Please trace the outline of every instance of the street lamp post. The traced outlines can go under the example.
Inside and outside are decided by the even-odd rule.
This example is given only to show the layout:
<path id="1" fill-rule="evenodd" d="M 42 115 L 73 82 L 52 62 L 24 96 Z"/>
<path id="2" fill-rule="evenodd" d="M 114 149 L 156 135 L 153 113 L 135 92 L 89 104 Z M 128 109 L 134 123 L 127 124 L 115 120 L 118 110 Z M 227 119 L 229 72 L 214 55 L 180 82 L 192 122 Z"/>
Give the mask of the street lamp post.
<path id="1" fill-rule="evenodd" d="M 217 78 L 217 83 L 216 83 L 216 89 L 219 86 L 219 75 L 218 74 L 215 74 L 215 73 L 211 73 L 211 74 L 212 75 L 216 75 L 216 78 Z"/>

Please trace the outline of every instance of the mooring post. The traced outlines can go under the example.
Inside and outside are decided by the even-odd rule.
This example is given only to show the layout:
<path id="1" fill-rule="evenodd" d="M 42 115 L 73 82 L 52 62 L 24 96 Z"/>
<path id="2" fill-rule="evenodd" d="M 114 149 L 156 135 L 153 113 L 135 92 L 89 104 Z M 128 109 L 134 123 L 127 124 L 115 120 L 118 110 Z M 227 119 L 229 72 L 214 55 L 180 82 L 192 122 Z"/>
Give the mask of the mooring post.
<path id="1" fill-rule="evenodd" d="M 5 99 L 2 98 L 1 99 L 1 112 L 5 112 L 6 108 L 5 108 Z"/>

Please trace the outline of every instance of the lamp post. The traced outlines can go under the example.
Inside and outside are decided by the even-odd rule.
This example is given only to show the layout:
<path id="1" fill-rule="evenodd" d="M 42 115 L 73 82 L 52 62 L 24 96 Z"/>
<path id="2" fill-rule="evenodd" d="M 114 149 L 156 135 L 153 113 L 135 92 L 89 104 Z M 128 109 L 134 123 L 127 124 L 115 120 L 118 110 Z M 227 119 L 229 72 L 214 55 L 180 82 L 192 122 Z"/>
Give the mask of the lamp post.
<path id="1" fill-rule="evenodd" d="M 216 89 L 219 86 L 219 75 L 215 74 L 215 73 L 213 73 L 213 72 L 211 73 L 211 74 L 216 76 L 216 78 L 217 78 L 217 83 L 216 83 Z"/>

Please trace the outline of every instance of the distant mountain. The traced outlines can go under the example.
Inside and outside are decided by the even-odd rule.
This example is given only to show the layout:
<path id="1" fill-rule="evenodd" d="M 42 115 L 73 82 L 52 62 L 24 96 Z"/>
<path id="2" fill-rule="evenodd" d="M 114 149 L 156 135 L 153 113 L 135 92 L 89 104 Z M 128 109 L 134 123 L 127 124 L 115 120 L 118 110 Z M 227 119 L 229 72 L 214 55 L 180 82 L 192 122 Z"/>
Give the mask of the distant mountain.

* **Exercise goal**: Can you write out the lines starting at the beginning of the material and ending at the line that contains "216 83 L 216", with "street lamp post" swapped for "utility pole" and everything else left unchanged? Give only those lines.

* **Solution for this exercise**:
Please trace the outline of every instance of the utility pole. The traced outlines can go under the example.
Inside and outside are decided by the even-odd rule.
This example is given only to show the layout:
<path id="1" fill-rule="evenodd" d="M 42 115 L 73 82 L 52 62 L 24 96 Z"/>
<path id="2" fill-rule="evenodd" d="M 114 149 L 156 135 L 153 113 L 135 92 L 89 104 Z M 128 109 L 134 123 L 127 124 L 115 120 L 118 110 Z M 227 119 L 229 72 L 214 55 L 180 82 L 192 122 Z"/>
Give the mask of the utility pole.
<path id="1" fill-rule="evenodd" d="M 217 78 L 217 83 L 216 83 L 216 89 L 219 86 L 219 75 L 218 74 L 215 74 L 215 73 L 211 73 L 211 74 L 212 75 L 216 75 L 216 78 Z"/>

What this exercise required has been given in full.